Set problem: Pick out each line of the records that contains the string "beetle", and copy those lines in full.

Task data:
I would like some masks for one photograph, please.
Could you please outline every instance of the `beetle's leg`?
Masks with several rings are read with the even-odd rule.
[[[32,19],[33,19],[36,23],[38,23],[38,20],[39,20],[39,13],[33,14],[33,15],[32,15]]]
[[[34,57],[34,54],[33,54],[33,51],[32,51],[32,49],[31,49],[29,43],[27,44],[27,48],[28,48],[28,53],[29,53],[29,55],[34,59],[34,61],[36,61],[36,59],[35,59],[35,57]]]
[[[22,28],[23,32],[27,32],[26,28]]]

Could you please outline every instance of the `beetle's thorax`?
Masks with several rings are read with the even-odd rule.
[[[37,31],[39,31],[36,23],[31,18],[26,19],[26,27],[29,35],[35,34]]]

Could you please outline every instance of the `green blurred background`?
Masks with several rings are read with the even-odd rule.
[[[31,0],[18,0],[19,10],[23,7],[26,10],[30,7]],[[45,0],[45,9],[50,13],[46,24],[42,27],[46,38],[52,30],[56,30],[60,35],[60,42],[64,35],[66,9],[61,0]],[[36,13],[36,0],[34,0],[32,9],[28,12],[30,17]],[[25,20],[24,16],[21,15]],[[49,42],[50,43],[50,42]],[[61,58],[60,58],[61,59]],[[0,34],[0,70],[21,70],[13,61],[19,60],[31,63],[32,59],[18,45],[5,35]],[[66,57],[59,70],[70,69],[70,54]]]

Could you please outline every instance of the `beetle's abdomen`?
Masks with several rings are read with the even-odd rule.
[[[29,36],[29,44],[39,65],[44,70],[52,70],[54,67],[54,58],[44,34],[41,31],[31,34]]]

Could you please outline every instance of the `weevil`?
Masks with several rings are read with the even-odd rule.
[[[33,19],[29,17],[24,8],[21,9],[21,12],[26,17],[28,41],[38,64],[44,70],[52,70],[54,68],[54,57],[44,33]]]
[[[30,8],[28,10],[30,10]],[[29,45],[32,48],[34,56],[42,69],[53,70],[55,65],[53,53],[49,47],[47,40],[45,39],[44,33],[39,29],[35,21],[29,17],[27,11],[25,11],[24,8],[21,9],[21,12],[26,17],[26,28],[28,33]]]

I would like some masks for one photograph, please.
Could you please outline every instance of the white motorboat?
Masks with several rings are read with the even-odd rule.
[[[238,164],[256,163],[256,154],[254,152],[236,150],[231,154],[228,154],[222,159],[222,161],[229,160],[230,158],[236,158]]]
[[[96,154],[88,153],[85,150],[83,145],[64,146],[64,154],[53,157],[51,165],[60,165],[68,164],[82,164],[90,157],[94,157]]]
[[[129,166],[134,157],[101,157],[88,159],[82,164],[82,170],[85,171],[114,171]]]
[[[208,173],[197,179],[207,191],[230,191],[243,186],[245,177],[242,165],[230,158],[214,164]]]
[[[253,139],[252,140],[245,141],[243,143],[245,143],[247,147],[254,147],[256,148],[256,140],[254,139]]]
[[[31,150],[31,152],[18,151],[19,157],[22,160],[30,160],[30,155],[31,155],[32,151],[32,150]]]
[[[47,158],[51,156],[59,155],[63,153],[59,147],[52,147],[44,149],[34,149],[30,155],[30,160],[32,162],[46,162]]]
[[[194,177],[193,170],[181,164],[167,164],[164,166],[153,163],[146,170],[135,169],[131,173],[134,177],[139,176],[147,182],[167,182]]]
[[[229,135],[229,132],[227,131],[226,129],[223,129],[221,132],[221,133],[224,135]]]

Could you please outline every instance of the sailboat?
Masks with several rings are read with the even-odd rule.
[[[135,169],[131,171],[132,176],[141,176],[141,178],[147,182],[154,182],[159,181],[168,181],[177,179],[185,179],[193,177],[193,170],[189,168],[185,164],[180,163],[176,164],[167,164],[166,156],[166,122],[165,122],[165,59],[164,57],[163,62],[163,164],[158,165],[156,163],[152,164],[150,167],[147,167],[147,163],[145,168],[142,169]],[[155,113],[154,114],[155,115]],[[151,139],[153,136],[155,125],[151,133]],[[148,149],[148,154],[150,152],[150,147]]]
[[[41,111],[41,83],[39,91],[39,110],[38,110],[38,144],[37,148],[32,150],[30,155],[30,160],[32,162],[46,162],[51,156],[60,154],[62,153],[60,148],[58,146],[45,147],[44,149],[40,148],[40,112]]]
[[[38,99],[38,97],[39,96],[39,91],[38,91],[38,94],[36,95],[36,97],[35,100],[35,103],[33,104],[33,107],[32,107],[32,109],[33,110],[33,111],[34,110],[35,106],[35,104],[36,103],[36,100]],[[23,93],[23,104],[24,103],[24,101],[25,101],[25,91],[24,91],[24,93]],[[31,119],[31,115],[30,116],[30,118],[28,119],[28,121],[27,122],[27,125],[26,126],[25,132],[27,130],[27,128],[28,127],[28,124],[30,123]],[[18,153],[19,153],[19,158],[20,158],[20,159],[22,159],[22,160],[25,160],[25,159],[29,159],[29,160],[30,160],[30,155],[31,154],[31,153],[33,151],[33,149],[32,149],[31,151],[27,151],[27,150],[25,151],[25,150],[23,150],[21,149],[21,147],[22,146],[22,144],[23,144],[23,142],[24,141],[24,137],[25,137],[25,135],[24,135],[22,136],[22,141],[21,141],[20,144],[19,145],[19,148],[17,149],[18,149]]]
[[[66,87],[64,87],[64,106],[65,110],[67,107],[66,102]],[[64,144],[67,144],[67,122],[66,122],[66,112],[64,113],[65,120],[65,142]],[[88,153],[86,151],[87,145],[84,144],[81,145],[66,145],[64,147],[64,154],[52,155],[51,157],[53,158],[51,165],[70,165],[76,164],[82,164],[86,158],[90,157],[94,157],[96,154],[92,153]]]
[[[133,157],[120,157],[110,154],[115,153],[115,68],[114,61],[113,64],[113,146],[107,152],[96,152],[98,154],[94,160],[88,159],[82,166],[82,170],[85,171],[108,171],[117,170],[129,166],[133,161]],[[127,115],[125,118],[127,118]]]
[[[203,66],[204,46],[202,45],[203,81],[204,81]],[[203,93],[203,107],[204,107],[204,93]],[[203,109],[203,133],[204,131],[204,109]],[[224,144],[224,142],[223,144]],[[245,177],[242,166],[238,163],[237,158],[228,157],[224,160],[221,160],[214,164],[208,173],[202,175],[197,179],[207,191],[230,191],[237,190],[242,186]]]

Correct result:
Could you please outline every instance of the `beetle's leg`?
Could you please outline every instance of the `beetle's thorax`?
Could you please outline every instance of the `beetle's abdomen`?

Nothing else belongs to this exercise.